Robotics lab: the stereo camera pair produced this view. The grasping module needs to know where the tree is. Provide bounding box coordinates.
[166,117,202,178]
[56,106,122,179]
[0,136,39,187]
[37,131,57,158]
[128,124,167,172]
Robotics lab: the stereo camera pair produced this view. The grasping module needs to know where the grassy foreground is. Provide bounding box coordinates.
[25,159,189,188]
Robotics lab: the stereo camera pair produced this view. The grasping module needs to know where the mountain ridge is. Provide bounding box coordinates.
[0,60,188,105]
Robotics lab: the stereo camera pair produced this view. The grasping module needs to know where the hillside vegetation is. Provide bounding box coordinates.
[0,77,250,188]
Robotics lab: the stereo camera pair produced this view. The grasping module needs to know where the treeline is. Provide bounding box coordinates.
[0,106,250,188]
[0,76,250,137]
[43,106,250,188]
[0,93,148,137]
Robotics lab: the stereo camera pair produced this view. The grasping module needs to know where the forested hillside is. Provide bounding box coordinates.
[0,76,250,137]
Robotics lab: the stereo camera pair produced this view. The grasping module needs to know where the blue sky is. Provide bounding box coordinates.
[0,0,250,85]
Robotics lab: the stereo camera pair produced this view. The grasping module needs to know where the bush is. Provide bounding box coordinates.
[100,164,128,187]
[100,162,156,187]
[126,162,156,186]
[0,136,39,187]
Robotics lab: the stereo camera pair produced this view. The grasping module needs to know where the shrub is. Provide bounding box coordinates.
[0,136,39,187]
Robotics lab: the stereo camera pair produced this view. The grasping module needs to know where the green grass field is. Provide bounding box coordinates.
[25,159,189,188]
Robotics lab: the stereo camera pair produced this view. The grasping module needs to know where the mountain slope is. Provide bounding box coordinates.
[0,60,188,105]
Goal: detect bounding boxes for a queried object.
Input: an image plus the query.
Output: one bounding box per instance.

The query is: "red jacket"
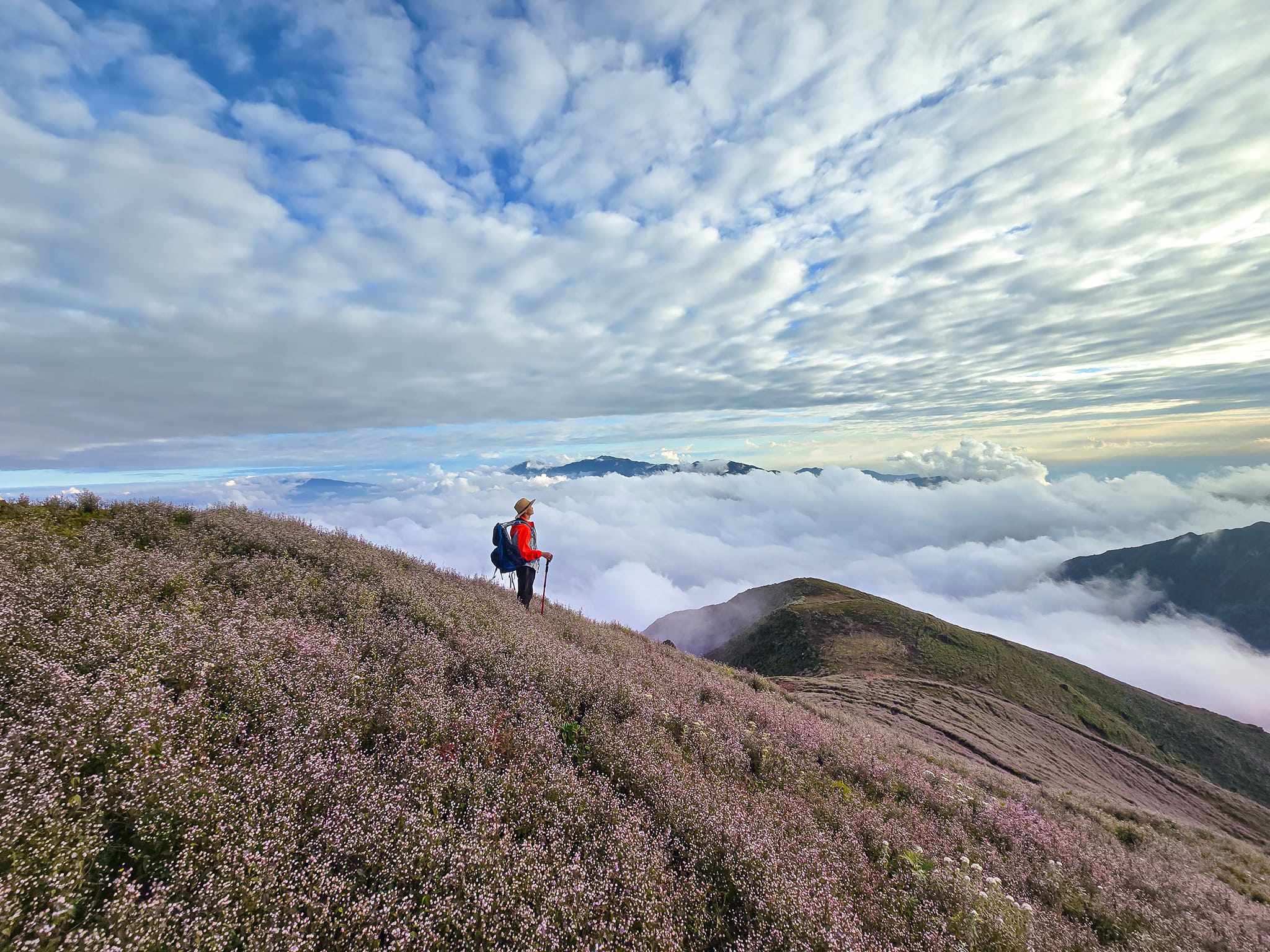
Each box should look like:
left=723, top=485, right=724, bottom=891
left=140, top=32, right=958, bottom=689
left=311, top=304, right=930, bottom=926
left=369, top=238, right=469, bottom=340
left=509, top=519, right=542, bottom=562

**Written problem**
Please rewrite the stretch from the line containing "shrub is. Provide bounding box coordinates." through the last of the lines, putting "manipulation module" wherever "grasping module" appears and changing nothing else. Leave the pictures out of your answer.

**Response to this task**
Robotics lab: the stereo camera pair produced this view. The manipulation module needs to know where the shrub is. Provide bounding box coordinates.
[0,136,39,187]
Robotics lab: the stereo camera pair produced this view. The manipulation module needs to know where the green grass field is. Provide bounding box coordinates.
[25,159,189,188]
Robotics lab: the stereo camera pair produced this view. The manipulation module needs to know where the mountain slope is. Provide bounding box coordinates.
[0,60,188,105]
Goal: detect bounding boxes for a queried object.
Input: an image plus the query.
Output: one bounding box per instance.

The query is: "red jacket"
Each box should look like:
left=723, top=485, right=724, bottom=891
left=140, top=32, right=958, bottom=689
left=311, top=304, right=930, bottom=926
left=369, top=238, right=469, bottom=340
left=509, top=519, right=542, bottom=562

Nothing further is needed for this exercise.